SUPPLIED RECORDS section start

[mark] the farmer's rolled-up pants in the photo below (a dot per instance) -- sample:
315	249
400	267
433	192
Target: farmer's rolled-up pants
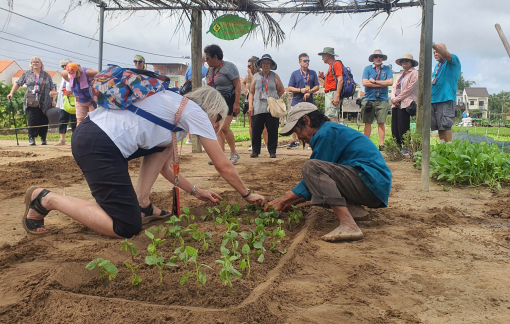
332	184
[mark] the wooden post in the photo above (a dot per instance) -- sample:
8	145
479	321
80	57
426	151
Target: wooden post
426	92
196	63
421	76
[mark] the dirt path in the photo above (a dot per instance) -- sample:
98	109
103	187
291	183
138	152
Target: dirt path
435	257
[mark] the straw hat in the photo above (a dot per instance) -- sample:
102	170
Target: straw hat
267	57
407	57
328	50
377	52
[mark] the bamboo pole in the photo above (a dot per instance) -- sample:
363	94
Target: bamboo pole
503	38
196	63
426	92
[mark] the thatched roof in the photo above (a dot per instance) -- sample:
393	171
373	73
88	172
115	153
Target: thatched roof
259	11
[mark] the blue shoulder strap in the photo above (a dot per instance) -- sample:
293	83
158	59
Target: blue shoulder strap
156	120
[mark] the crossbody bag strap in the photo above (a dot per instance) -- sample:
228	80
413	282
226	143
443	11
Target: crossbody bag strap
184	101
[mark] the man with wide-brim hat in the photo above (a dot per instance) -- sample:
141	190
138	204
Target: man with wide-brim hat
345	169
403	98
267	57
333	84
377	77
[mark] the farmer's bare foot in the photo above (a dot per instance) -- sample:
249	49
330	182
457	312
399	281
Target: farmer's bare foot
344	233
32	214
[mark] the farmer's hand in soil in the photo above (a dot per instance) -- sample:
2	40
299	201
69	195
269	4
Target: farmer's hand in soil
208	196
256	199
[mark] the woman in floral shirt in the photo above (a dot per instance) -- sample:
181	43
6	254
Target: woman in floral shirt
37	99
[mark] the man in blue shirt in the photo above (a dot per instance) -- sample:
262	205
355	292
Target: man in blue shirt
303	84
376	79
187	75
345	168
444	91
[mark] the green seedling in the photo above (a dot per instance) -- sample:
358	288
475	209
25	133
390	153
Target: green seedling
272	248
245	262
136	280
187	214
152	248
227	268
207	240
278	232
295	216
200	276
127	246
193	228
105	267
158	230
159	262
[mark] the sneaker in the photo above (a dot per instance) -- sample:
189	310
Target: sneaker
292	146
234	157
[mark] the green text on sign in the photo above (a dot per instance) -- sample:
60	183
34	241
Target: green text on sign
230	27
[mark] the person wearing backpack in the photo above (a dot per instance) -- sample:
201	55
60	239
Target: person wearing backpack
333	84
109	137
377	77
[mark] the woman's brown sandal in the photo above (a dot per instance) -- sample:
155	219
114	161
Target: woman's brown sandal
30	225
149	211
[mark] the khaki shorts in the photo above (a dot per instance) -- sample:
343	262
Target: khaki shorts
330	110
442	115
379	111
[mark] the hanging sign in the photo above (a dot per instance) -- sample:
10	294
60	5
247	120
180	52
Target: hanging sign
230	27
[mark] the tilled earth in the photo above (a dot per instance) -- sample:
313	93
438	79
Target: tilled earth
431	257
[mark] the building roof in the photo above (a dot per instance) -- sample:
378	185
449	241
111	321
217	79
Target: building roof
20	72
477	92
5	64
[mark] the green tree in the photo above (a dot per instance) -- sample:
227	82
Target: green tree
499	101
463	83
5	106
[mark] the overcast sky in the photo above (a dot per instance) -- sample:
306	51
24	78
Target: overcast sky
466	26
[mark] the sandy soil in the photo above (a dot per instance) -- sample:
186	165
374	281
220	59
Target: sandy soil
431	257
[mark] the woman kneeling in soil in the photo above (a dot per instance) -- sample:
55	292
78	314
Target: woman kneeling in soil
345	170
107	139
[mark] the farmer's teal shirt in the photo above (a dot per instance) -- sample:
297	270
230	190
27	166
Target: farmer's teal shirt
445	88
343	145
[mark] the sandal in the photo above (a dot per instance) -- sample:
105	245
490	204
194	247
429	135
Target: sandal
30	225
148	212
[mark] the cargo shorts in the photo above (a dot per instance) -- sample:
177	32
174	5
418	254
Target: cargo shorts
442	115
379	111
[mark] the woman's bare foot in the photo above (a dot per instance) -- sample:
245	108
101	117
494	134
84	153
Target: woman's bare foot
344	233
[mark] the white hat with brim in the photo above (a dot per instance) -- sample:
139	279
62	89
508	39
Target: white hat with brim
267	57
407	57
298	111
377	52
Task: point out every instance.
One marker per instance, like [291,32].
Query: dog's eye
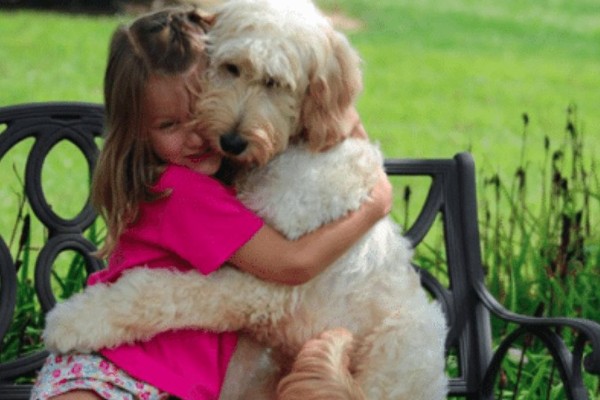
[271,82]
[232,69]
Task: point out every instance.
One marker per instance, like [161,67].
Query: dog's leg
[251,374]
[403,358]
[144,302]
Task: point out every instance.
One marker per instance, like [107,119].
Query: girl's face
[173,136]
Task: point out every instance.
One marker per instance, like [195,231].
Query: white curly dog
[279,84]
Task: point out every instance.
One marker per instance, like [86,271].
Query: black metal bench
[477,357]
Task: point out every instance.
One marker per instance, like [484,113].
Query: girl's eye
[164,125]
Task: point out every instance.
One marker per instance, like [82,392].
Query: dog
[278,88]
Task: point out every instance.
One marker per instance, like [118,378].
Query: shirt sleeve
[202,221]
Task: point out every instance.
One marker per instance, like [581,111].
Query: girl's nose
[193,136]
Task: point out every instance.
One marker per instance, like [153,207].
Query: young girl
[153,186]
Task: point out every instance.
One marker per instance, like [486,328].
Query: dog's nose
[233,143]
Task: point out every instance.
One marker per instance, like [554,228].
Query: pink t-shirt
[198,226]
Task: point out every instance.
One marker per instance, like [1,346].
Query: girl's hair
[167,42]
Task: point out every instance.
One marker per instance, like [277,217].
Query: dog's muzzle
[233,143]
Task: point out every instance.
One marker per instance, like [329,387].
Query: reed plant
[540,240]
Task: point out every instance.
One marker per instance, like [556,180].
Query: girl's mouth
[200,156]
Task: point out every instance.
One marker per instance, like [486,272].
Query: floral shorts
[64,373]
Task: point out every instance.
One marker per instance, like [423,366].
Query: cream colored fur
[372,291]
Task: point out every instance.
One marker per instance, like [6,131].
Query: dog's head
[278,72]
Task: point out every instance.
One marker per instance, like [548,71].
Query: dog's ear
[334,84]
[203,18]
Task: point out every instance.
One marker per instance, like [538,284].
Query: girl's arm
[270,256]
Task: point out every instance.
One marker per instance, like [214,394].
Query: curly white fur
[276,74]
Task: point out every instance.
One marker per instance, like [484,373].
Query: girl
[153,185]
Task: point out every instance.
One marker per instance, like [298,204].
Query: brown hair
[166,42]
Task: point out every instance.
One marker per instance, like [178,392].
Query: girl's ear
[333,87]
[203,18]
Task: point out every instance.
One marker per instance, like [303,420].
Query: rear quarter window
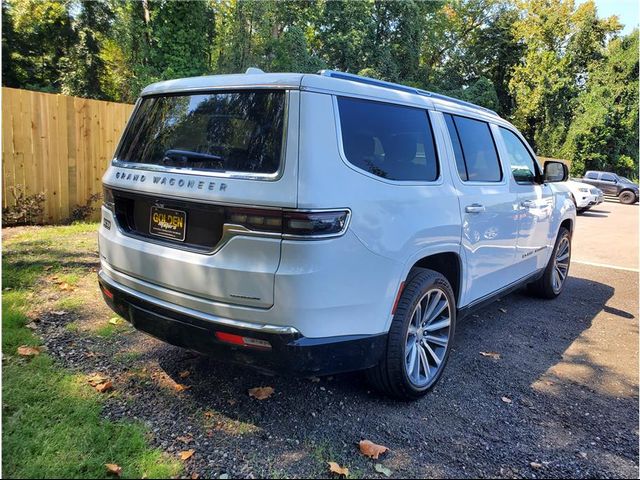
[390,141]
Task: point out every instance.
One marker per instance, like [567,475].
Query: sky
[627,11]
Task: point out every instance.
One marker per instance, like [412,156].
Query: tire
[627,197]
[392,375]
[546,286]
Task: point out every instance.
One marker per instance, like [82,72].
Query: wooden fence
[58,145]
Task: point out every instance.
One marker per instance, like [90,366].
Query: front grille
[204,222]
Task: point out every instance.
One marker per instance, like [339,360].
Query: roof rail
[402,88]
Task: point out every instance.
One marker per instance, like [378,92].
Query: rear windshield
[230,131]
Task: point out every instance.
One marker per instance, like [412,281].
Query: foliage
[604,132]
[530,60]
[52,426]
[25,209]
[83,213]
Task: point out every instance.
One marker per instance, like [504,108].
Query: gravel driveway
[568,372]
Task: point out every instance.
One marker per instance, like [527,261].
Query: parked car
[584,195]
[323,223]
[612,184]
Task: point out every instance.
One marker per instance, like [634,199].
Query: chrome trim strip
[255,86]
[199,315]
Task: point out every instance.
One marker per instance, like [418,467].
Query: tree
[83,67]
[560,43]
[604,131]
[40,37]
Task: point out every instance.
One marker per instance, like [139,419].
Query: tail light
[291,223]
[107,198]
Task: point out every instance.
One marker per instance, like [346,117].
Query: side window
[522,163]
[457,148]
[389,141]
[477,151]
[608,177]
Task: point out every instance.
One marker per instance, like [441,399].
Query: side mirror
[555,172]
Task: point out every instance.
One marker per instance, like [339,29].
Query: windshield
[230,131]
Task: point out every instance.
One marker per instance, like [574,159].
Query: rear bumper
[290,351]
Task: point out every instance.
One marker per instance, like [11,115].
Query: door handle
[475,208]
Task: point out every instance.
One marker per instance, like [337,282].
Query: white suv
[322,223]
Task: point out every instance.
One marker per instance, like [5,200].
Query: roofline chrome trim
[227,322]
[255,86]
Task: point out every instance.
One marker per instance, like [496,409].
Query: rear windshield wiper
[186,156]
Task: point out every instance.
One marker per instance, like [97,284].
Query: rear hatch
[202,178]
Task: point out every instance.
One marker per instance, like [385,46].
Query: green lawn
[52,425]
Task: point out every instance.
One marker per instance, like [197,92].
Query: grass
[52,423]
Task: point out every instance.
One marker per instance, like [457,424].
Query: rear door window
[472,140]
[390,141]
[229,131]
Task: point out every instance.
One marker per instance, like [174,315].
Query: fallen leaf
[335,468]
[261,393]
[26,351]
[494,355]
[113,469]
[382,469]
[104,387]
[186,454]
[371,450]
[96,379]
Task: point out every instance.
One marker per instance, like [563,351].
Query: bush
[27,209]
[82,213]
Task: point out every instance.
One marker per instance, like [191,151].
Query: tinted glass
[480,156]
[457,148]
[521,161]
[232,131]
[389,141]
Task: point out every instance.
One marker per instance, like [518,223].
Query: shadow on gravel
[463,428]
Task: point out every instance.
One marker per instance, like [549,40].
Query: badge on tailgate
[168,223]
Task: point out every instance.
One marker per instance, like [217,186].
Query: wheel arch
[449,264]
[568,224]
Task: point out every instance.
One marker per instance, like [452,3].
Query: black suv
[612,184]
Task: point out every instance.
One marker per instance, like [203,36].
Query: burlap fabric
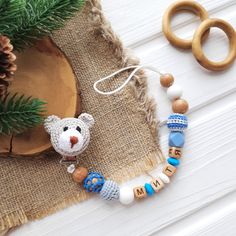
[124,139]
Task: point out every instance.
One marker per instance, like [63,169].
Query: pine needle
[18,113]
[35,19]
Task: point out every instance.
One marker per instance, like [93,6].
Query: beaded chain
[176,123]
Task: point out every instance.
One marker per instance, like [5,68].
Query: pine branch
[18,113]
[40,18]
[11,15]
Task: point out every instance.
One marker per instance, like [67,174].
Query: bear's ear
[49,122]
[87,119]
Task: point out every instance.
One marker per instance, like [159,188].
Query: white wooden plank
[216,219]
[137,20]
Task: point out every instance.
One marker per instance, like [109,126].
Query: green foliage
[25,21]
[18,113]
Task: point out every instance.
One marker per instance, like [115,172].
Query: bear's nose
[73,140]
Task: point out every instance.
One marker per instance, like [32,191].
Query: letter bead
[126,195]
[140,192]
[157,184]
[175,152]
[149,189]
[169,170]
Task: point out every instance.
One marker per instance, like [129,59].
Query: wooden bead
[157,184]
[166,80]
[79,174]
[169,170]
[175,152]
[140,192]
[180,106]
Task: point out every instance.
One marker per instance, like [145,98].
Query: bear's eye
[78,128]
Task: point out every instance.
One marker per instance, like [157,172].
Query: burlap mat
[124,140]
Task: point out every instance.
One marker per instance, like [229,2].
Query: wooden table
[202,198]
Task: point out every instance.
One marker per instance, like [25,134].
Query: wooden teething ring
[192,6]
[197,47]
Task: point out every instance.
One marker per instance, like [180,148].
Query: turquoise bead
[172,161]
[148,187]
[176,139]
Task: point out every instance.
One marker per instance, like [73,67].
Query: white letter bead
[126,195]
[174,92]
[164,178]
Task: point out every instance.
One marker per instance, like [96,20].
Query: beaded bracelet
[176,123]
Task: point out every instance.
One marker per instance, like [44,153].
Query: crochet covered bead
[110,190]
[150,191]
[177,122]
[94,182]
[176,139]
[173,161]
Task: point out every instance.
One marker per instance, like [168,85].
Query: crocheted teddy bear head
[69,136]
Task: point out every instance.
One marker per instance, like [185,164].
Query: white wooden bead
[126,195]
[164,178]
[174,92]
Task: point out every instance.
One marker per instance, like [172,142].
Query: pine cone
[7,58]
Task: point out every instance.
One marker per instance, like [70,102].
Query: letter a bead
[150,191]
[169,170]
[140,192]
[157,184]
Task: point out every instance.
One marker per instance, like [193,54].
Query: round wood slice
[43,72]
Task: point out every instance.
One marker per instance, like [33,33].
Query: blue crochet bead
[150,191]
[172,161]
[94,182]
[177,122]
[176,139]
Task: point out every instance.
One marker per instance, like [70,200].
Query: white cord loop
[136,68]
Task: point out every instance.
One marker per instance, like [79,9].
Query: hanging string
[136,68]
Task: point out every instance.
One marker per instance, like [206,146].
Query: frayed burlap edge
[147,106]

SUPPLIED RECORDS section end

**PROBLEM REQUIREMENTS**
Within the material above, extract exactly the lines that start at the line containing "One marker per instance, like [93,6]." and stop after the line containing "One marker per instance, like [44,153].", and only those.

**RESULT BELOW**
One marker per instance, like [93,6].
Query: beaded chain
[176,123]
Task: point out every instance.
One marker per instance, like [5,68].
Query: pine branch
[18,113]
[40,18]
[11,15]
Task: point out every instance.
One marker per instance, like [67,174].
Query: bear's ear
[49,122]
[87,119]
Task: point out every instance.
One marker per instance, like [159,188].
Query: white wooden plank
[216,219]
[137,20]
Task: point out every instance.
One marker per instance, like [109,126].
Query: green foliage
[25,21]
[18,113]
Task: point out every instance.
One marker per instance, like [115,172].
Query: bear's nose
[73,140]
Task: point out every instance.
One marker per instance, like [32,191].
Query: letter bead
[126,195]
[140,192]
[157,184]
[175,152]
[149,189]
[169,170]
Task: point out every instance.
One marker per instance, like [129,59].
Query: wooden bead
[157,184]
[166,80]
[79,174]
[169,170]
[175,152]
[140,192]
[180,106]
Task: point out every instance.
One marker per instance, like [145,98].
Query: bear's eye
[78,128]
Task: point out every instance.
One marker per instance, like [157,172].
Query: burlap mat
[124,140]
Task: point out every instance.
One marker per instance, like [229,2].
Query: wooden table
[202,198]
Task: point out every instance.
One marker per instance, like [25,134].
Query: wooden teething ring
[192,6]
[197,47]
Task: point out every instance.
One marker per instance, like [180,148].
Query: turquoise bead
[172,161]
[148,187]
[176,139]
Task: point out every instance.
One marker per instance, like [73,67].
Query: white letter bead
[126,195]
[174,92]
[164,178]
Task: point out every instance.
One marker per instance, like [96,20].
Query: beaded bracelet
[176,123]
Task: point out every instance.
One marker per instance, like [44,153].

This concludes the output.